READING PASSAGE
■ ■ ■

Question: differential equations mixing problems for all problems you must include...
Differential Equations: Mixing Problems
(FOR ALL PROBLEMS, YOU MUST INCLUDE ANY IMPORTANT SUPPORTING IDEAS/ WORK THAT SUPPORT YOUR CONCLUSIONS. IF YOU USE A THEOREM OR FORMULA, PLEASE INDICATE THAT YOU'RE DOING SO) - (PLEASE, WRITE NEAT)
1. A tank initially contains 100 liters of pure water. Saline solution containing 9 grams of salt per liter is mixed into the tank at a constant rate of 3 liters per minute. The tank is perfectly mixed, and the resulting mixure flows out of the tank at the constant rate of 4 liters per minute.
(a) When is the tank empty?
(b) Find the amount of salt in the tank after t minutes.
(c) At what time is the amount of salt in the tank maximized?

■ ■ ■

RECORDED INFORMATION

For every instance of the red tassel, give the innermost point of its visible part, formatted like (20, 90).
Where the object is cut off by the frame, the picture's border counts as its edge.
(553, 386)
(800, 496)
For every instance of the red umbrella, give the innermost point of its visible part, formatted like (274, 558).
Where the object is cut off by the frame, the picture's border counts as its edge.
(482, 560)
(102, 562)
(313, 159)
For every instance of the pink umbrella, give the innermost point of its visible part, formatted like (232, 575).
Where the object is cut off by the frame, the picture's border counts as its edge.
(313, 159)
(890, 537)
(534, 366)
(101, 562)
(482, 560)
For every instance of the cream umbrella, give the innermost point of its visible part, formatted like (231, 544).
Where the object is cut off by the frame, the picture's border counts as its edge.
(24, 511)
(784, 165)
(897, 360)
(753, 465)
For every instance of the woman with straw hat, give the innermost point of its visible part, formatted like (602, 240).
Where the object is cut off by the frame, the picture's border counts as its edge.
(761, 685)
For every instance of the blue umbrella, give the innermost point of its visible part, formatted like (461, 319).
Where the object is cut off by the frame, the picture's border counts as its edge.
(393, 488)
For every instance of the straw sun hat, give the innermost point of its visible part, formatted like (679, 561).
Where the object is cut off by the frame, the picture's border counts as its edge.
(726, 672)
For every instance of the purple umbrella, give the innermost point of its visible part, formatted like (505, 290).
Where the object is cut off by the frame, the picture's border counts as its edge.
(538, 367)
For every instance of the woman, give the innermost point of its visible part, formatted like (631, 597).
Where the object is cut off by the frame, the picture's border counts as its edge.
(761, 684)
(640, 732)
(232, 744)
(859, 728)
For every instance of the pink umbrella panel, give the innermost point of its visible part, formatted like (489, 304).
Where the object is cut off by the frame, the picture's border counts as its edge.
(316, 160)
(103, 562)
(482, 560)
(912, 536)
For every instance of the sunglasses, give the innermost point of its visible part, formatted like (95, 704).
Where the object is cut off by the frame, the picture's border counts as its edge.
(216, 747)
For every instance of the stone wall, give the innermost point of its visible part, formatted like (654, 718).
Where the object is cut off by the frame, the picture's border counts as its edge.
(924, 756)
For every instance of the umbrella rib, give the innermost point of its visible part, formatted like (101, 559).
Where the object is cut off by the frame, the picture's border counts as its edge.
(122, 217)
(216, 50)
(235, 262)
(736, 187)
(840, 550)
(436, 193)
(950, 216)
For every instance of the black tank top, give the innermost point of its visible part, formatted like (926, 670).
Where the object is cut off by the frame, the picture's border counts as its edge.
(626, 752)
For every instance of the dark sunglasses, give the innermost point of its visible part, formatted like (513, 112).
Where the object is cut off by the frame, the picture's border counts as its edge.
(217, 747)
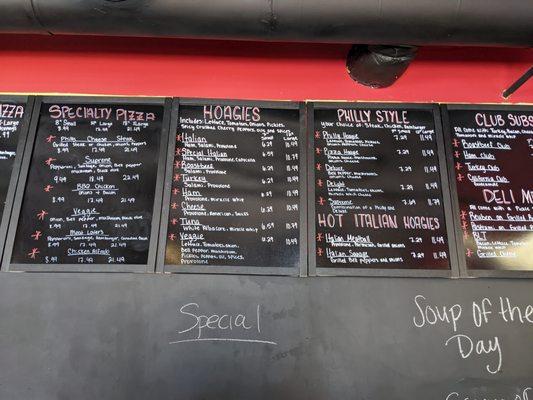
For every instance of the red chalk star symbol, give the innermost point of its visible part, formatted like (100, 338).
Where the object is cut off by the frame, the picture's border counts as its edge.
(50, 161)
(33, 253)
(36, 235)
(41, 215)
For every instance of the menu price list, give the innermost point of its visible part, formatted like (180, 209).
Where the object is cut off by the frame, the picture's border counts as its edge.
(89, 194)
(235, 197)
(378, 196)
(11, 118)
(493, 152)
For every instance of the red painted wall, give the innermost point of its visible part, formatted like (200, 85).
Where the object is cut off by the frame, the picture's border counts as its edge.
(201, 68)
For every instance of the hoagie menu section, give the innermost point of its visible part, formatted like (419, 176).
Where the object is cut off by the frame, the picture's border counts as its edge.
(228, 190)
(235, 196)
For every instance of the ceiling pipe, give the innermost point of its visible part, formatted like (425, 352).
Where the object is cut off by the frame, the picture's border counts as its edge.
(382, 22)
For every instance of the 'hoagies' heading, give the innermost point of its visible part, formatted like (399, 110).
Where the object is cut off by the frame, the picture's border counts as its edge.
(96, 113)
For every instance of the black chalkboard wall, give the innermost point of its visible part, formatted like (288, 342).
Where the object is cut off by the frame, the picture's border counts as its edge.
(114, 336)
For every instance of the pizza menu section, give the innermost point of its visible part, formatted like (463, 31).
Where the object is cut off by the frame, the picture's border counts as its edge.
(89, 194)
(11, 118)
(492, 154)
(378, 196)
(235, 196)
(249, 186)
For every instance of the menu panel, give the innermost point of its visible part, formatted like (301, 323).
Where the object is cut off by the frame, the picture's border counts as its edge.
(89, 194)
(378, 196)
(11, 120)
(235, 195)
(493, 153)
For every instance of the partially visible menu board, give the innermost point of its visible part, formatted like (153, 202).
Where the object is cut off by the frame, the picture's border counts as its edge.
(493, 161)
(89, 194)
(11, 118)
(235, 196)
(378, 195)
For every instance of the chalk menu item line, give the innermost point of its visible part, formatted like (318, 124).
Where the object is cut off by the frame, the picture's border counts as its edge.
(314, 270)
(460, 246)
(25, 167)
(28, 102)
(301, 269)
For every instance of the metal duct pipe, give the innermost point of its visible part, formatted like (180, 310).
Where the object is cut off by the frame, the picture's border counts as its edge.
(414, 22)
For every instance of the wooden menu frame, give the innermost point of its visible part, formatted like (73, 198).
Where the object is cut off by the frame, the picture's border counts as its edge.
(314, 270)
(25, 168)
(460, 248)
(28, 102)
(301, 269)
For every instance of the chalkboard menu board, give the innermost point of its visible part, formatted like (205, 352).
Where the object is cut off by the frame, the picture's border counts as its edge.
(90, 191)
(14, 117)
(491, 155)
(234, 198)
(378, 189)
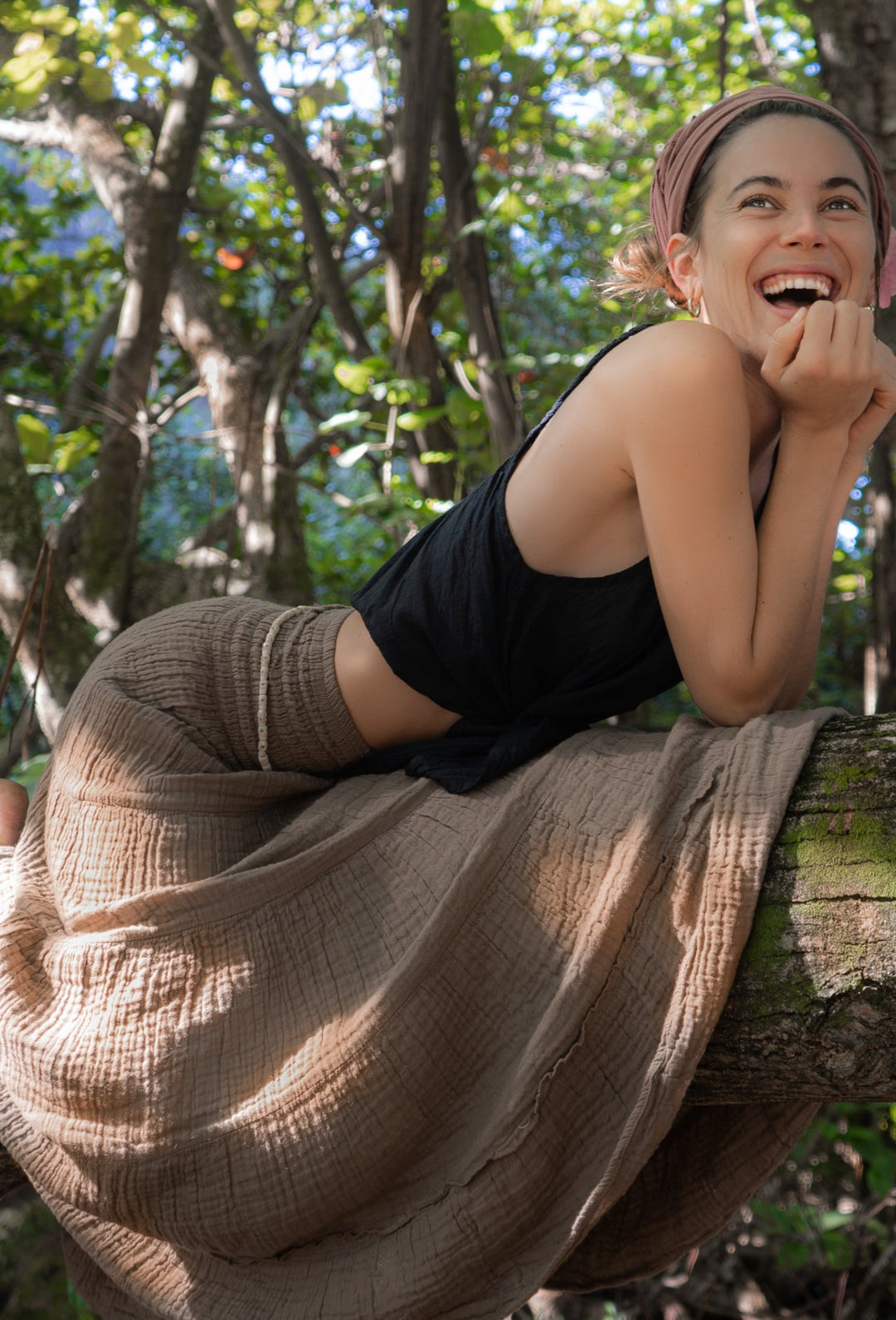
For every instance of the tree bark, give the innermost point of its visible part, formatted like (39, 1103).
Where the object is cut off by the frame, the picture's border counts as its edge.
(813, 1007)
(67, 645)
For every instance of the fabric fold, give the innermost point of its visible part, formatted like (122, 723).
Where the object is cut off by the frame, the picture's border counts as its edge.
(276, 1045)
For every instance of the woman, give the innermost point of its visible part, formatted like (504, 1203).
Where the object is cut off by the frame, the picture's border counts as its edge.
(772, 234)
(621, 547)
(285, 1049)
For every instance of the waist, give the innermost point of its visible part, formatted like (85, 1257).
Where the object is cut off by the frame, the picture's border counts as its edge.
(384, 708)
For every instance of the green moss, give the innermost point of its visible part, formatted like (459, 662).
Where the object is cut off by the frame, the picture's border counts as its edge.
(764, 957)
(826, 842)
(840, 779)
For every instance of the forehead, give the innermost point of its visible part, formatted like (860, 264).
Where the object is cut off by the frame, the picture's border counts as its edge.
(789, 147)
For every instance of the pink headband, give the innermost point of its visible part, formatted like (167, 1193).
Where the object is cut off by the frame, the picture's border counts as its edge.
(686, 149)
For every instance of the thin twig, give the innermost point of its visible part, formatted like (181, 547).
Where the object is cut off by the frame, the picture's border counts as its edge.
(22, 622)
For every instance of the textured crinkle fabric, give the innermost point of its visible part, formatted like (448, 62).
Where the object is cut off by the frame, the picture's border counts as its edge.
(276, 1045)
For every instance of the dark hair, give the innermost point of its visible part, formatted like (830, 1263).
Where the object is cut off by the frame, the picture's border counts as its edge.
(640, 267)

■ ■ ■

ACTIVITY
List every numerical quantity stated in the mixing problem above, each with its unit and what it measures.

WRITTEN REPLY
- 100 liters: the initial amount of pure water in the tank
- 9 grams of salt per liter: the salt concentration of the saline solution mixed in
- 3 liters per minute: the constant rate at which the solution is mixed into the tank
- 4 liters per minute: the constant rate at which the mixture flows out of the tank